> _WHAT IS EXPECTED_
Write out each line of the material again, word for word.

> _LISTED ENTRIES_

☆ ☆ ☆ ☆ ☆

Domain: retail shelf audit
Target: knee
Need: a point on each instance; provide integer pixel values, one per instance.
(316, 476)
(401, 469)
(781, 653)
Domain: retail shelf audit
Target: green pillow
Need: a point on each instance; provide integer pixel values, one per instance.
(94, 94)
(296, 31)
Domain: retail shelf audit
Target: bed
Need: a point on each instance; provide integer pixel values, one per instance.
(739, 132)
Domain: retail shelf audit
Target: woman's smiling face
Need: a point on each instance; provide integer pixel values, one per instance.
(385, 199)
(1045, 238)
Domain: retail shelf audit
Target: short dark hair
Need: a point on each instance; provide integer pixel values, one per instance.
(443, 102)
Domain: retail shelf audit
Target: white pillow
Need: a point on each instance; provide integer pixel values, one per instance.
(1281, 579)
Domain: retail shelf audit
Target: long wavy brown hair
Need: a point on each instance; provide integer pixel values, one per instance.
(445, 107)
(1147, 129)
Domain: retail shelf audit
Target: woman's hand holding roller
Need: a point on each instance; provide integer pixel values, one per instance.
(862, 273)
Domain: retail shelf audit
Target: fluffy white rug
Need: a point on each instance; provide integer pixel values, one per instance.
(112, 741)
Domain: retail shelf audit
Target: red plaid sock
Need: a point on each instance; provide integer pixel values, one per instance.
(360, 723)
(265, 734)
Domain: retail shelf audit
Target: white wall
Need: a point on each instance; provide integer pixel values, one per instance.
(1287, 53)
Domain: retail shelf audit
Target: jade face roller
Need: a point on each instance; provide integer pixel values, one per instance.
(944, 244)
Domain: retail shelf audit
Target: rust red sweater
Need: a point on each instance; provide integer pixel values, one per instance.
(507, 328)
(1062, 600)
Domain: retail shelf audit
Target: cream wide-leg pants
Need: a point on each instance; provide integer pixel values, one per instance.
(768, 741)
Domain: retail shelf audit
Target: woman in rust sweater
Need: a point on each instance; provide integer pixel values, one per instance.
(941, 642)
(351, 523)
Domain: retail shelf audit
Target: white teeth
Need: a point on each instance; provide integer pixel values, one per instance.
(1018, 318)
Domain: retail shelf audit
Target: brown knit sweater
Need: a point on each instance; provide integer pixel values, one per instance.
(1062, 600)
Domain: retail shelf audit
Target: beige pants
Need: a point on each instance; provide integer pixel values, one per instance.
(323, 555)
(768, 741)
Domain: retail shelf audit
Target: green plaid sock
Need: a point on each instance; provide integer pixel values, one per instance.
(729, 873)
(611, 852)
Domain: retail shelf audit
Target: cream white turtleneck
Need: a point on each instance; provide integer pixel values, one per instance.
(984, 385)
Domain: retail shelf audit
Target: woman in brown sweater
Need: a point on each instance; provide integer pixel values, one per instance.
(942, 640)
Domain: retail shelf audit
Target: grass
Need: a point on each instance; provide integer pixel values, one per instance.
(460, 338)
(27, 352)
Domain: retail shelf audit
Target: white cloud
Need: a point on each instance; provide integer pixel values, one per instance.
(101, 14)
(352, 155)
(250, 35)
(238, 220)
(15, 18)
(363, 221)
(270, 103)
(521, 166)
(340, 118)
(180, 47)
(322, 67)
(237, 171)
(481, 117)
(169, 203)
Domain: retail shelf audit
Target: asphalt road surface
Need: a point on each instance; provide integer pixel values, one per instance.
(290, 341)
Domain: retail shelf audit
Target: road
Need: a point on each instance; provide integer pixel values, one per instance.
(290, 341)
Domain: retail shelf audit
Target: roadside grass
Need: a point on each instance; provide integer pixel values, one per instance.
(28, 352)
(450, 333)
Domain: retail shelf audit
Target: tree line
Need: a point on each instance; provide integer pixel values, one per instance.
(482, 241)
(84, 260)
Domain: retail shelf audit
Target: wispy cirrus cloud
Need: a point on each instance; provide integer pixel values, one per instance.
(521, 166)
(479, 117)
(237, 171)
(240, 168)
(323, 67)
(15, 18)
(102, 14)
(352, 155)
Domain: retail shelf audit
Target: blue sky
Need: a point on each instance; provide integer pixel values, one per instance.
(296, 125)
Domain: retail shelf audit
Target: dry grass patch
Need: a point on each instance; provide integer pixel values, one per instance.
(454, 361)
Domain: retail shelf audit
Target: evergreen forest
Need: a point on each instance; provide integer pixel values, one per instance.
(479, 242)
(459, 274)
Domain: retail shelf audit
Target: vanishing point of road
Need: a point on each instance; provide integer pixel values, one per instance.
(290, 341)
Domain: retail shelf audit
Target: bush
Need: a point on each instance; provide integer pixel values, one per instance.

☆ ☆ ☆ ☆ ☆

> _RESPONSE_
Domain: retail shelf audit
Target: knee
Need: a point on each instance; provide integer pixel values, one per instance.
(316, 476)
(401, 469)
(781, 653)
Domain: retail shelf audit
Target: green pillow
Need: a point on each instance; provide integer pixel values, one per instance.
(94, 94)
(296, 31)
Domain: retail shelf audit
Target: bed
Need: a point on each instance; provide integer pixel values, one per instance.
(739, 132)
Domain: retail shelf audit
Target: woman's smiling face
Need: a point on each instance; provide integer pixel values, one per instance.
(385, 199)
(1045, 238)
Domain: retail shelf audit
Target: short dark hair
Need: a point on each instance; provide integer pixel values, one per instance.
(443, 102)
Domain: retail shelf audit
Target: white pillow
Need: a point on each instance; provide integer pixel values, one per instance.
(1281, 579)
Domain: retail shelf audit
Target: long wavy brown hair
Need: a point on each instance; provide integer pixel values, one per instance.
(445, 107)
(1147, 129)
Domain: retail shelf audit
Target: woman's hand holding roller
Need: a point on each instance; provide integer pixel values, one per instance.
(862, 273)
Domain: retail shelf audit
Target: fluffy white rug
Need: a point on each instance; provide integer pixel values, one per instance.
(112, 741)
Domain: retail shelf audit
Target: red plaid sock
Need: a point on each instance; provide integer pixel values, one per instance.
(360, 723)
(265, 734)
Domain: retail shelf audit
Target: white wall
Need: a point on each instance; provide integer pixel values, one per instance.
(1287, 53)
Domain: retail shelf audit
Target: jade face roller
Need: a point on each instance; provide integer pixel values, one per instance.
(944, 244)
Domain: retail shelf audit
Target: rust red sweater
Need: a point on each instance; provide integer pixel values, one per instance.
(507, 328)
(1062, 600)
Domain: retail shelf audit
Target: cream wide-leg pants
Need: a point on each instance; provide integer pixel values, one per instance.
(768, 741)
Domain: retail shelf audit
Target: woman in rust sweater
Need: a point on each instance; provide integer pixel values, one per instance.
(941, 642)
(351, 523)
Domain: retail shelf audit
Target: white teeth
Need: a point on each instance; provide integer pixel values, one per instance.
(1018, 318)
Domain: retail shelf audit
Target: brown knit sweater
Need: a point on each instance; provide integer pixel values, one per instance.
(1062, 600)
Domain: retail shelf audit
Target: beige pants
Need: a point on each instance; provide integer pixel values, one per instance.
(323, 555)
(768, 741)
Domain: retail shelf audit
Target: green plaid sock
Need: a point on each instance; provide integer pixel values, one per instance.
(729, 873)
(611, 852)
Domain: retail shelf audit
Target: cream white turtleneck
Need: a point on each instance; provide integer pixel values, one per instance.
(984, 385)
Domain: retail shelf audit
Target: woman in brown sweater
Need: a point on each instance; provide integer pixel values, one per instance.
(942, 640)
Domain: retail shelf audit
Target: grass
Need: a point on each instance; provide integer pixel values, one per instance.
(460, 338)
(27, 352)
Domain: retail shelf audit
Target: white cloud
Need: a point on each instance; provide integer pixel values, one per instance.
(101, 14)
(352, 155)
(250, 35)
(238, 220)
(15, 18)
(363, 221)
(270, 103)
(521, 166)
(340, 118)
(180, 47)
(322, 67)
(237, 171)
(481, 117)
(169, 203)
Domain: retail shelf audit
Target: asphalt road surface
Need: a point on each instance; provide integer pixel values, one per instance.
(290, 341)
Domain: retail shelf audit
Target: road
Need: a point on each instance; provide integer pixel values, one per instance.
(290, 341)
Domain: retail shelf audit
Target: roadside grass
Need: a point on each instance; provide integer pixel values, one per instance.
(28, 352)
(450, 333)
Domain: retail shelf audit
Target: tree line
Need: a point on each instance; provide integer pixel values, one per instance.
(482, 241)
(84, 260)
Domain: retail shelf audit
Target: wispy cirrus cloud
Need: a point on each instance; provide integer pixel values, one per instance.
(521, 166)
(479, 117)
(237, 171)
(240, 168)
(323, 67)
(15, 18)
(102, 14)
(352, 155)
Domain: retail shelf audit
Target: blue sky
Need: a point on each instance; provide integer pixel values, one per instance.
(296, 125)
Domain: retail shelf audit
Target: dry grass patch
Need: a point on each instance; provide integer pixel values, one per instance.
(454, 361)
Domain: retail shelf audit
Target: evergreen forest
Need: a point on each instance; provide integer pixel values, one per instance.
(479, 242)
(459, 274)
Domain: retail shelf audit
Target: vanishing point of road
Need: a point on each instance; provide integer pixel values, one per instance.
(290, 341)
Domain: retail shelf audit
Target: bush
Need: a point on each instance; provide integer pixel values, one per instance.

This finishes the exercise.